▶ _Data lines_
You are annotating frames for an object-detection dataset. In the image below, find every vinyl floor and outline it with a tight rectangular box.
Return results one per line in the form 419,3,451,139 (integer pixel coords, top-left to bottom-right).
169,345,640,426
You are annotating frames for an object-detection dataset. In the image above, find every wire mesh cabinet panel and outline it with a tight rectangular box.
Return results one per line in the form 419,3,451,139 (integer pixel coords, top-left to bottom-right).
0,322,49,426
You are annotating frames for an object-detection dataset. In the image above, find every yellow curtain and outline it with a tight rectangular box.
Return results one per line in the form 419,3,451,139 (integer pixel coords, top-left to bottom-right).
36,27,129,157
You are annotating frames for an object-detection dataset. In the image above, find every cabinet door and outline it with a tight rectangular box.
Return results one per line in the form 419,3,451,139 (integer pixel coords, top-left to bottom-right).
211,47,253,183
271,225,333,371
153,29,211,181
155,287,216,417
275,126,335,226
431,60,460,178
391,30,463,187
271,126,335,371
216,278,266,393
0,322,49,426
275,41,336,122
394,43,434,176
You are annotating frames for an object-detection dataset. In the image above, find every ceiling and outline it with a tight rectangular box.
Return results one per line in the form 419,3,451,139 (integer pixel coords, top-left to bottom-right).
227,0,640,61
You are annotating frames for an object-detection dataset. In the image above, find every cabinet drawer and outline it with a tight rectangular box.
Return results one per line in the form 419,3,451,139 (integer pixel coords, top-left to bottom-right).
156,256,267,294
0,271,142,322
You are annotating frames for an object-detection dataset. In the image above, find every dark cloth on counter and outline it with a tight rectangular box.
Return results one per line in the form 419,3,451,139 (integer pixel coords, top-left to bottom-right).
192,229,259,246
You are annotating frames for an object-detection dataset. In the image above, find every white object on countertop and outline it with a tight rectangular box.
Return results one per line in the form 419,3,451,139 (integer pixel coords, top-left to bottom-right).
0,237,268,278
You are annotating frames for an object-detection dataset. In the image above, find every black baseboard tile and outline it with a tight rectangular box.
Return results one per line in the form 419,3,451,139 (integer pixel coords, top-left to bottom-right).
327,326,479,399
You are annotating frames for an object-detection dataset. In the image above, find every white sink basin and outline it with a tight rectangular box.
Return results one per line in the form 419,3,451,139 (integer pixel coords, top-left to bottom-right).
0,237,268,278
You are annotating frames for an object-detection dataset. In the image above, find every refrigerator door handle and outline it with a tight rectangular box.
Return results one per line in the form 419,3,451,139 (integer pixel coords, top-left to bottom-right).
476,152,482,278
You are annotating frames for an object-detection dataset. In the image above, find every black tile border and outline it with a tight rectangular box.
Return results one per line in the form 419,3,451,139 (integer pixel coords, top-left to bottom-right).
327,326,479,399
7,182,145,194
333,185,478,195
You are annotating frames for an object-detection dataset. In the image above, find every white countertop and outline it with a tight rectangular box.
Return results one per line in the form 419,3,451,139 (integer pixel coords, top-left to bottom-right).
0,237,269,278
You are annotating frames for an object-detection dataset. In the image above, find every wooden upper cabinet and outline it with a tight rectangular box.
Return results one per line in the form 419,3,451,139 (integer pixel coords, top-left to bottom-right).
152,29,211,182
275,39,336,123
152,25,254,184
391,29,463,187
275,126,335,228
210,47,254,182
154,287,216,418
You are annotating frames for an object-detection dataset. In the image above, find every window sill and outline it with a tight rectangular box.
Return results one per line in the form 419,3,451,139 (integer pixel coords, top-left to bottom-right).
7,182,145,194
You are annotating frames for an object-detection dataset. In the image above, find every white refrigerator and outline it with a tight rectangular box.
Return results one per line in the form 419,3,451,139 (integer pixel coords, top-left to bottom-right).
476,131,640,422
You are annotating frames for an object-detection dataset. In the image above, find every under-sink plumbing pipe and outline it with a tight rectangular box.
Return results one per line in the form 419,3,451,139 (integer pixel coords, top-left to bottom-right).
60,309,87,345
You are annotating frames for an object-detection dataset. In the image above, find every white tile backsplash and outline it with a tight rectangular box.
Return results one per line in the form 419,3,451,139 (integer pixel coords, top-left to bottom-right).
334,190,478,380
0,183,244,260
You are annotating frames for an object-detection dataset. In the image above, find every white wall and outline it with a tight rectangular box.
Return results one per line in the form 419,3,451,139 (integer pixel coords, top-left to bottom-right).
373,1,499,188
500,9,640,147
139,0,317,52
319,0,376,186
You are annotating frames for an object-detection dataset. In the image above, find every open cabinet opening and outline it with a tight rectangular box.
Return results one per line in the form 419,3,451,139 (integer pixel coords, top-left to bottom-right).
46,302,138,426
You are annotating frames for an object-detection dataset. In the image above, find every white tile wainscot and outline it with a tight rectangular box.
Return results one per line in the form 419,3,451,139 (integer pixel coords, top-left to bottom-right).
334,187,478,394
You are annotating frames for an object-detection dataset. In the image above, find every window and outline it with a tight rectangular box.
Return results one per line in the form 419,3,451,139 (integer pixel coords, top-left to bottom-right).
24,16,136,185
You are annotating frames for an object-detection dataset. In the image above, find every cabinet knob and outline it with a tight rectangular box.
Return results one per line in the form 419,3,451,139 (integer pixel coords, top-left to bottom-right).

▶ _Problem statement_
Please rewrite all of the data above, switching every "tight rectangular box" to "close-fitting box" and leaving everything else the same.

▶ _Response to the task_
You are annotating frames for an object-detection dataset. In the image below, find every vinyl floor and outline it with a close-fitting box.
Return results one per line in the form 419,3,451,139 (integer pixel coords, top-left to bottom-right).
169,345,640,426
You are annotating frames for an object-detection dataset. In the image above, find every wire mesh cabinet panel and outline it with a close-fitting box.
Return results one per line in the form 419,3,451,139 (integer pixel coords, top-left to bottom-right).
0,322,49,426
You are annotating frames for an object-detection dataset. In the image above, find every yellow curtain and outline it with a close-fitting box.
Return results one per line in the form 419,3,451,139 (integer pixel coords, top-left to bottom-right).
36,27,129,157
You are annotating frames for an object-detection dataset. In the image above, find every cabinet door and outline it with a close-fitting box.
Return results one per line in the form 419,3,451,139 (integer pixel coords, top-left to bottom-right).
211,47,253,183
271,225,333,371
153,29,211,181
155,287,216,417
275,126,335,226
431,60,460,178
391,30,463,187
271,126,335,371
216,278,266,393
0,322,49,426
275,41,336,122
394,43,434,176
You are annotating frames for an object-detection dataset. In the image above, find every ceiling and outline it with a close-fitting box.
Return results one per line in the form 419,3,451,139 (integer pixel coords, top-left to bottom-right).
227,0,640,61
You are annotating frames for an object-detection dataset. In the image above, find every cabinet drawer and outline it with a close-fitting box.
Return results one per line in the form 419,3,451,139 (integer pixel coords, top-left to bottom-right).
156,256,267,294
0,271,142,322
You are annotating frames for an object-detection dataset. In the image above, find every dark cloth on counter and outline it with a close-fitting box.
Return results one per line in the form 419,3,451,139 (integer pixel coords, top-left to bottom-right).
192,229,259,246
You are annotating frames for an object-detection dataset. In the image above, find every white object on countertop and outline it with a close-fitting box.
Return results one per line in the form 419,3,451,139 (integer pixel coords, top-left to bottom-right).
0,237,268,278
You are annotating frames for an object-detection dataset. In the image above, find every black baseboard tile and outline it with a close-fitting box.
Return results one per line in the form 419,3,451,139 (integer pixel coords, top-left to bottom-right).
327,326,479,399
You are annotating frames for an object-detection dataset. In the image above, find every white sink basin and outline it with a close-fitting box.
Return results one per line in the form 419,3,451,139 (integer pixel coords, top-left to bottom-right).
0,237,268,278
You are annotating frames for an object-detection dataset. In the image above, find every refrigerator door handle and outline it with a close-fitting box.
Return results one per line in the form 419,3,451,139 (integer pixel coords, top-left to bottom-right).
476,152,482,278
You are annotating frames for an object-detection dataset. In the image above, find every black tile border and outline it with a close-fitting box.
Return results one per line in the form 419,3,451,139 (integer pixel coords, top-left to bottom-right).
327,326,479,399
7,182,145,194
333,185,478,195
You are annotating frames for an object-detection dataset. In the image above, find every white countertop and outline it with a close-fitting box.
Return results one per line in the form 419,3,451,139 (integer pixel coords, top-left to bottom-right).
0,237,269,278
You are annotating frames for an object-detection dataset. In the image above, find every wooden upper cabinet and outline it with a close-fitting box.
Return results one per line in the form 419,3,451,139 (integer pixel coords, top-left to bottom-right).
152,29,211,182
275,39,336,123
152,25,254,184
391,29,463,187
275,126,335,228
210,47,254,182
154,287,216,418
You are annotating frames for an object-detection dataset. In the image above, find every window sill and outline it with a close-fitting box.
Return results one per line in the form 419,3,451,139 (integer pixel coords, top-left to bottom-right).
7,182,145,194
You are annotating frames for an object-detection dataset. In the image above, find every white refrigerator and outline it with a close-fitting box.
Return results one per line in the form 419,3,451,139 (integer pixel coords, top-left to bottom-right).
476,131,640,422
You are annotating frames for an object-detection dataset. In the image above, find every under-sink plumbing pipe and outline it with a close-fitting box.
Return results one per line in the form 419,3,451,139 (integer pixel coords, top-left to bottom-right).
60,309,87,345
You are annotating frames for an object-detection dataset. In the image above, find every white tile backsplash and outline it with a close-fitting box.
Return results one per line in the form 419,3,451,139 (integer pixel coords, top-left to bottom-right).
334,190,478,380
0,183,244,260
You are annotating frames for an object-detection dataset. In the image above, find every white wall and outline it with a close-fitting box.
Return results one per line in the form 419,3,451,139 (integer pixel coords, top-left to bottom-right).
373,1,499,188
500,9,640,147
139,0,317,52
319,0,376,186
You are annotating frames for an object-detection dataset. In the image above, find every open cabinet opening and outline it with a close-fitting box.
Return results one per line in the form 419,3,451,139 (integer pixel coords, top-left to bottom-right).
46,302,138,426
You are annotating frames for an object-detection dataset. In the image above, find every white tile wainscot and outline it with a close-fitting box.
Return results one per line in the form 419,3,451,139 (integer pixel coords, top-left to bottom-right).
334,187,478,394
You are annotating frames for an object-detection dataset. In the image above, find every window and outline it with a close-fitting box.
Return results one per line in the form 419,3,451,139 (integer pixel coords, top-left to bottom-right).
24,16,136,185
You are annotating frames for an object-detection dataset. In the image above, find every cabinet knob and outline it with a close-fitting box.
Return results one per line in the form 419,3,451,139 (integer pixel coords, top-left to bottom-right).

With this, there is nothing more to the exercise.